> _Study text_:
⟨

Host factor component in IRD. (A) A portion of the Host Factor Experiments page, showing a list of experiments using A/Vietnam/1203/2004 human isolate (VN1203 (H5N1)) as the viral agent. (B) The Host Factor Bioset Patterns table showing the expression pattern of IFNb in this experiment. (C) A portion of the Enrichment Analysis Result page displaying the terms, the collections (GO categories in this case) and the P-values calculated by the CLASSIFI algorithm using a hypergeometric distribution function.

Antiviral drug data

As IRD continues to grow and expand, a new focus area is to develop a comprehensive support infrastructure for antiviral drug data management and analysis. Most recently, the IRD development team has curated antiviral drug data related to influenza virus as well as other viruses supported in the Virus Pathogen Resource (www.viprbrc.org) (25), a sister resource of IRD. Current antiviral drug data includes descriptive drug information, 3D structures for drug/protein target complexes, specific drug interaction sites and antiviral resistance mutations.

⟩

> _Supplied material_:
⟨

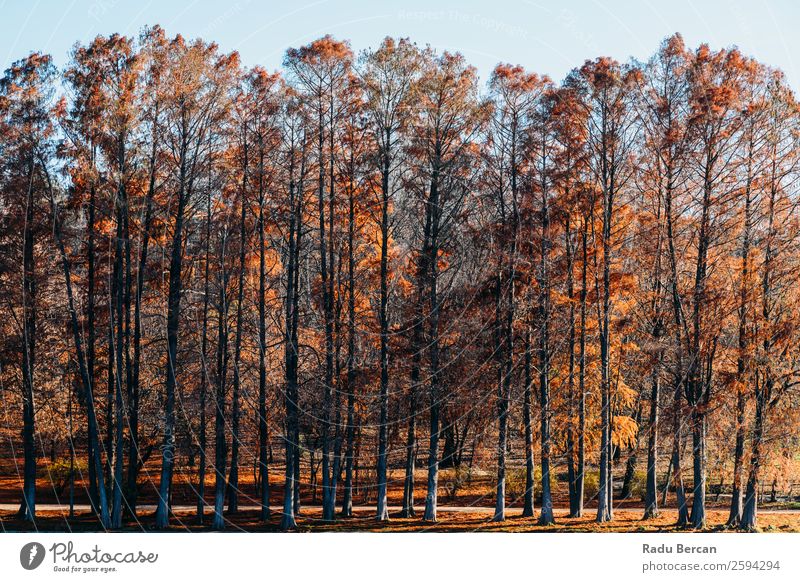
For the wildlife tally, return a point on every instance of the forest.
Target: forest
(370, 286)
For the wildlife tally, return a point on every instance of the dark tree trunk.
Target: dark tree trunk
(220, 442)
(201, 476)
(527, 509)
(28, 507)
(173, 321)
(382, 505)
(432, 268)
(88, 397)
(263, 435)
(233, 479)
(651, 485)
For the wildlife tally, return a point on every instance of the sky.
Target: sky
(544, 36)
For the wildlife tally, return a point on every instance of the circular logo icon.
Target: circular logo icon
(31, 555)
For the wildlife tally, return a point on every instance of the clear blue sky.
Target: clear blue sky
(545, 36)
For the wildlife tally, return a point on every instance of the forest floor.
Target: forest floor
(465, 505)
(450, 519)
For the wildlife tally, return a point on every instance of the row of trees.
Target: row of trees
(369, 251)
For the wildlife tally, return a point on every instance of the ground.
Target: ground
(449, 520)
(465, 505)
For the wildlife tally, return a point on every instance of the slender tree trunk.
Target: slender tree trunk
(263, 435)
(201, 477)
(88, 397)
(527, 509)
(382, 505)
(28, 507)
(220, 444)
(432, 268)
(651, 485)
(233, 479)
(173, 321)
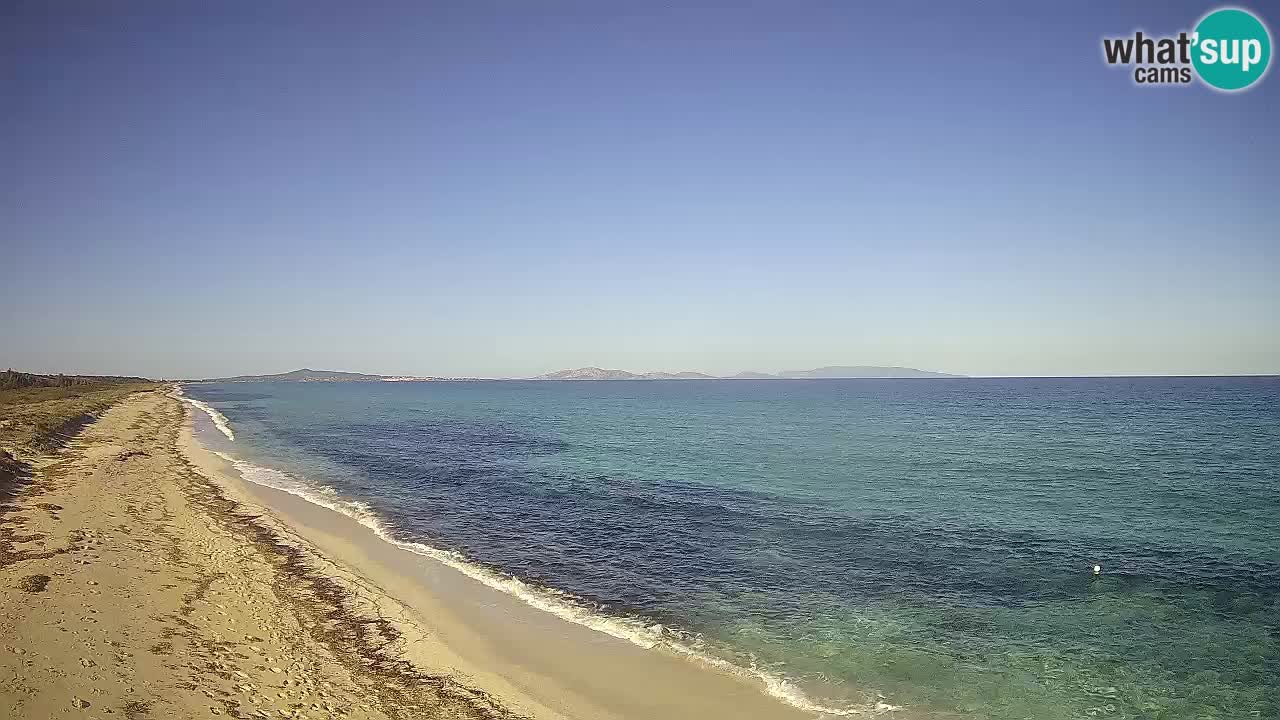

⟩

> _Problem 1_: Rewrite the IRD excerpt from "Host factor component" up to and including "hypergeometric distribution function.", replacing "IFNb" with "IFNg".
> _Problem 2_: Carry the IRD excerpt on from its last sentence with the next passage.
The records come from a separate source.

> _Written answer 1_:
Host factor component in IRD. (A) A portion of the Host Factor Experiments page, showing a list of experiments using A/Vietnam/1203/2004 human isolate (VN1203 (H5N1)) as the viral agent. (B) The Host Factor Bioset Patterns table showing the expression pattern of IFNg in this experiment. (C) A portion of the Enrichment Analysis Result page displaying the terms, the collections (GO categories in this case) and the P-values calculated by the CLASSIFI algorithm using a hypergeometric distribution function.

> _Written answer 2_:
USER SUPPORT

To help the community utilize the wide range of functionalities provided in the resource, IRD provides on-site training workshops, demonstration workshops in conjunction with major scientific meetings, as well as online tutorials and training materials. In the past five years, IRD has sponsored on-site training workshops at 22 institutes including the NIH, US CDC, USDA, Harvard University, Massachusetts Institute of Technology, Chinese CDC, Chinese Academy of Sciences and Duke-NUS Graduate Medical School of Singapore, reaching approximately 600 users with hands-on training. Additionally, a Contact Us form is provided on the website to assist users with specific questions. Finally, all IRD protocols are described in SOPs on the website for users interested in the underlying computational details.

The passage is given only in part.